Document excerpt -
Barristers take part in industrial action: causes, context and the crisis in our criminal courts

by Laurene Veale

Criminal defence barristers are currently participating in industrial action for improved working conditions and an increase in pay in legally aided cases. This is the second time in history that UK barristers take part in industrial action, the first time being a one-day walk-out in 2014 over legal aid cuts. Here are some key facts relating to this historic action.

The background

In June of this year, 81.5% of members of the Criminal Bar Association (CBA) voted in favour of industrial action, which started on 27 June. A previous ballot earlier this year had seen 94% of members vote in favour of a “no returns” action, where barristers refuse to take on the case of another barrister who has become unavailable.

Criminal barristers are asking for an immediate increase of 25% in their fees in the Crown Court, payment for all written work (currently unpaid), and an independent pay review body to adjust fees periodically, among other things. Their demands do not cover Magistrates’ court work.

An independent review of criminal legal aid commissioned by the Government in 2021 recommended an increase of funding for criminal legal aid of “at least 15% above present levels”, “as soon as practicable”, with “no scope for further delay”. It concluded that this was “the minimum necessary as the first step in nursing the system of criminal legal aid back to health after years of neglect”.

The Bar has seen the number of barristers specialising in criminal law decrease year on year because of low pay and difficult working conditions. According to the CBA, the number of barristers specialising in criminal law has shrunk by 25% in the last 5 years, and the speed at which criminal barristers leave legally aided work has increased in the last year. A Bar Council survey in October 2021 found that 25% of barristers at the criminal Bar intend on leaving.

A loss of junior barristers specialising in criminal law not only exacerbates the difficulties of the criminal justice process but may also affect in the long term the number of judges with experience at the criminal Bar. This kind of experience among judges contributes to the excellent reputation of our judiciary globally.

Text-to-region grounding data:
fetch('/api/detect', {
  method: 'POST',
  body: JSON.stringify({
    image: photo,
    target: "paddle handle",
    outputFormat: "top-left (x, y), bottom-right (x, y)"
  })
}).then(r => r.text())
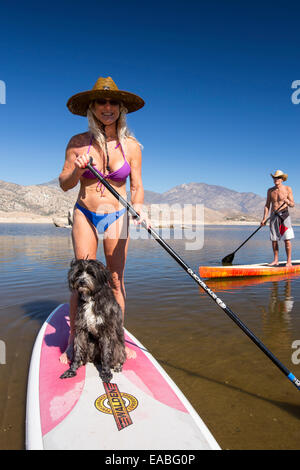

Directions -
[A] According to the article on barristers' industrial action, what percentage of Criminal Bar Association members voted in favor of industrial action in June?
[B] Resume the article on barristers' industrial action from the point where it stops.

Written answers -
[A] 81.5%

[B]
A threat to diversity

Low pay and long hours at the criminal Bar impedes the diversity of this section of our profession. Low pay disproportionally affects women, people with disabilities and racialised people, who are more likely to have to cope with additional demands on their time and income, such as debt, dependants, unpaid domestic work and limitations on their ability to work long hours.

The fact that specialising in criminal law presents increasingly unattractive financial prospects also affects the socio-economic diversity of the criminal Bar, as those barristers without savings or a financial support network have less resilience to cope with the very low income expected in the first few years of practice. The CBA reports that in their first 3 years of practice, criminal barristers earn a median income of £12,200, significantly less than minimum wage. The pandemic further reduced the income of many criminal barristers due to loss of work, which was not compensated by the Government.

The Government initially stated that it could not apply a retrospective increase in fees but after a pre-action letter by the CBA, it has conceded that a retrospective increase is legally possible.

The neglect of the criminal justice system has consequences for all.

There is a court backlog in the criminal justice system of approximately 60,000 cases. This means defendants can wait several years to have their trial heard. From October to December 2021, 280 trials were adjourned due to shortages of barristers. The crisis in the criminal justice system is unfair on all court users – from victims of crimes and those accused of crimes to barristers and court staff. A functioning criminal justice system is essential to a healthy democratic society.